Below, take the stretch from the line that contains "Could you indicate the dark blue" through the end of the records, and lay it out as a Markdown table with the columns Row and Line, skipping blank lines. Leave the pictures out.
— START —
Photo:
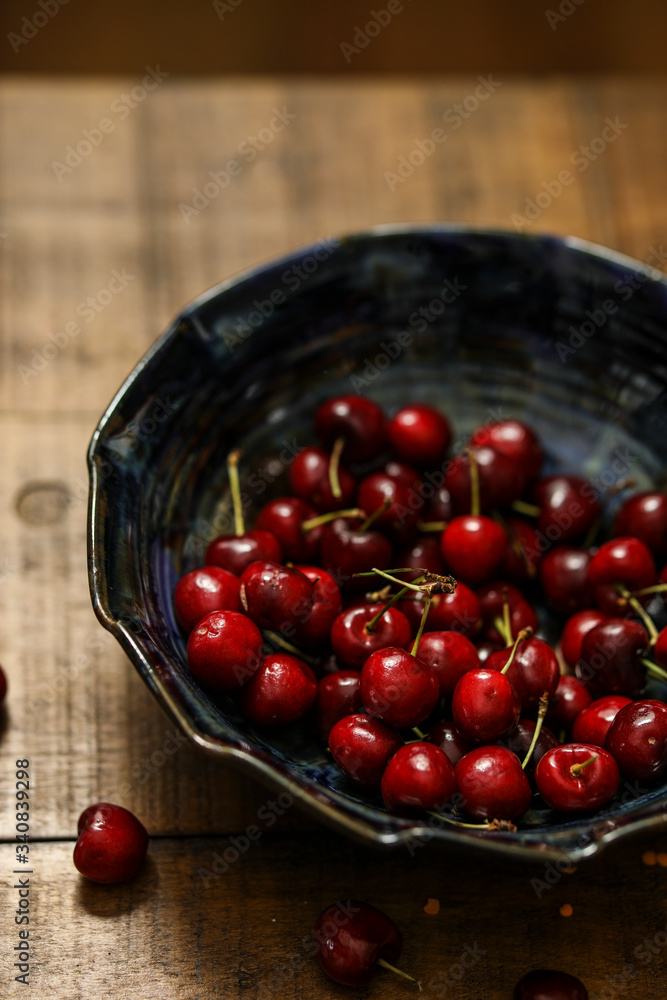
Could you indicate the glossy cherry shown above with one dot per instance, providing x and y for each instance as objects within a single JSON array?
[
  {"x": 577, "y": 777},
  {"x": 338, "y": 695},
  {"x": 362, "y": 747},
  {"x": 204, "y": 590},
  {"x": 473, "y": 547},
  {"x": 224, "y": 650},
  {"x": 492, "y": 784},
  {"x": 450, "y": 655},
  {"x": 419, "y": 777},
  {"x": 112, "y": 843},
  {"x": 276, "y": 597},
  {"x": 358, "y": 421},
  {"x": 610, "y": 661},
  {"x": 594, "y": 722},
  {"x": 309, "y": 481},
  {"x": 420, "y": 434},
  {"x": 352, "y": 938},
  {"x": 353, "y": 639},
  {"x": 637, "y": 738},
  {"x": 549, "y": 984},
  {"x": 281, "y": 691},
  {"x": 398, "y": 688}
]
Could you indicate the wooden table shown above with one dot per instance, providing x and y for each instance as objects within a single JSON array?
[{"x": 76, "y": 707}]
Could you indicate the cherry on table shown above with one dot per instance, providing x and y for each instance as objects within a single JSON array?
[
  {"x": 419, "y": 433},
  {"x": 492, "y": 784},
  {"x": 353, "y": 938},
  {"x": 280, "y": 692},
  {"x": 362, "y": 747},
  {"x": 549, "y": 984},
  {"x": 353, "y": 639},
  {"x": 637, "y": 738},
  {"x": 111, "y": 845},
  {"x": 204, "y": 590},
  {"x": 419, "y": 777},
  {"x": 224, "y": 650}
]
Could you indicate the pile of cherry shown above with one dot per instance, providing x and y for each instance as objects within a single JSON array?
[{"x": 390, "y": 603}]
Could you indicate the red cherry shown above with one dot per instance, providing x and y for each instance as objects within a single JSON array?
[
  {"x": 610, "y": 661},
  {"x": 362, "y": 746},
  {"x": 637, "y": 738},
  {"x": 547, "y": 984},
  {"x": 398, "y": 688},
  {"x": 624, "y": 561},
  {"x": 352, "y": 937},
  {"x": 235, "y": 552},
  {"x": 593, "y": 723},
  {"x": 204, "y": 590},
  {"x": 359, "y": 421},
  {"x": 418, "y": 777},
  {"x": 577, "y": 777},
  {"x": 446, "y": 736},
  {"x": 574, "y": 630},
  {"x": 514, "y": 440},
  {"x": 112, "y": 843},
  {"x": 327, "y": 605},
  {"x": 492, "y": 784},
  {"x": 276, "y": 597},
  {"x": 473, "y": 547},
  {"x": 224, "y": 650},
  {"x": 644, "y": 516},
  {"x": 347, "y": 550},
  {"x": 564, "y": 579},
  {"x": 419, "y": 433},
  {"x": 570, "y": 699},
  {"x": 281, "y": 691},
  {"x": 284, "y": 518},
  {"x": 450, "y": 655},
  {"x": 353, "y": 641},
  {"x": 569, "y": 507},
  {"x": 484, "y": 706},
  {"x": 338, "y": 695},
  {"x": 309, "y": 481}
]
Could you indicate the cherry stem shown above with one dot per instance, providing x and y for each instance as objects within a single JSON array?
[
  {"x": 431, "y": 525},
  {"x": 315, "y": 522},
  {"x": 542, "y": 711},
  {"x": 523, "y": 634},
  {"x": 474, "y": 485},
  {"x": 415, "y": 644},
  {"x": 645, "y": 617},
  {"x": 334, "y": 464},
  {"x": 399, "y": 972},
  {"x": 277, "y": 640},
  {"x": 576, "y": 769},
  {"x": 523, "y": 507},
  {"x": 235, "y": 487},
  {"x": 374, "y": 516},
  {"x": 371, "y": 625},
  {"x": 654, "y": 670}
]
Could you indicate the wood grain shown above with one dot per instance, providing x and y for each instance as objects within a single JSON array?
[{"x": 76, "y": 707}]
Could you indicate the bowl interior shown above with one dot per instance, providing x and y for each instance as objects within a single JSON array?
[{"x": 484, "y": 325}]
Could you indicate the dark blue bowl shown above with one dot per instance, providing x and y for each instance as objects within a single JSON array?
[{"x": 568, "y": 336}]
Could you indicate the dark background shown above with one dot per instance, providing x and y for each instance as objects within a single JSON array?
[{"x": 305, "y": 36}]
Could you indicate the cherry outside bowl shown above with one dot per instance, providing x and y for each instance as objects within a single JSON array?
[{"x": 570, "y": 337}]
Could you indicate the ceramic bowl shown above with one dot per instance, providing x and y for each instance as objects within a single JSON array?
[{"x": 567, "y": 336}]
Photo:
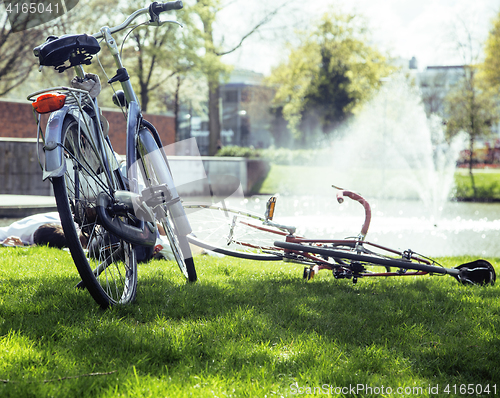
— END —
WRITTEN ANSWER ▸
| Row | Line |
|---|---|
| 1 | Could you indicate the dark blue bowl shown above with one dot per instance, providing x and y for each instance as objects within a single JSON array? |
| 2 | [{"x": 568, "y": 336}] |
| 3 | Could you indicate the dark background shown above with one dot per instance, providing x and y for each instance as objects within a single JSON array? |
| 4 | [{"x": 305, "y": 36}] |
| 5 | Could you indicate the cherry outside bowl shown above with one dot per instance, providing x and y for each instance as objects within a single JSON array? |
| 6 | [{"x": 570, "y": 337}] |
| 7 | Could you indicate the ceramic bowl shown above with one dot per instance, providing x and y for each instance as objects within a single JSON array? |
| 8 | [{"x": 567, "y": 336}] |
| 9 | Photo: |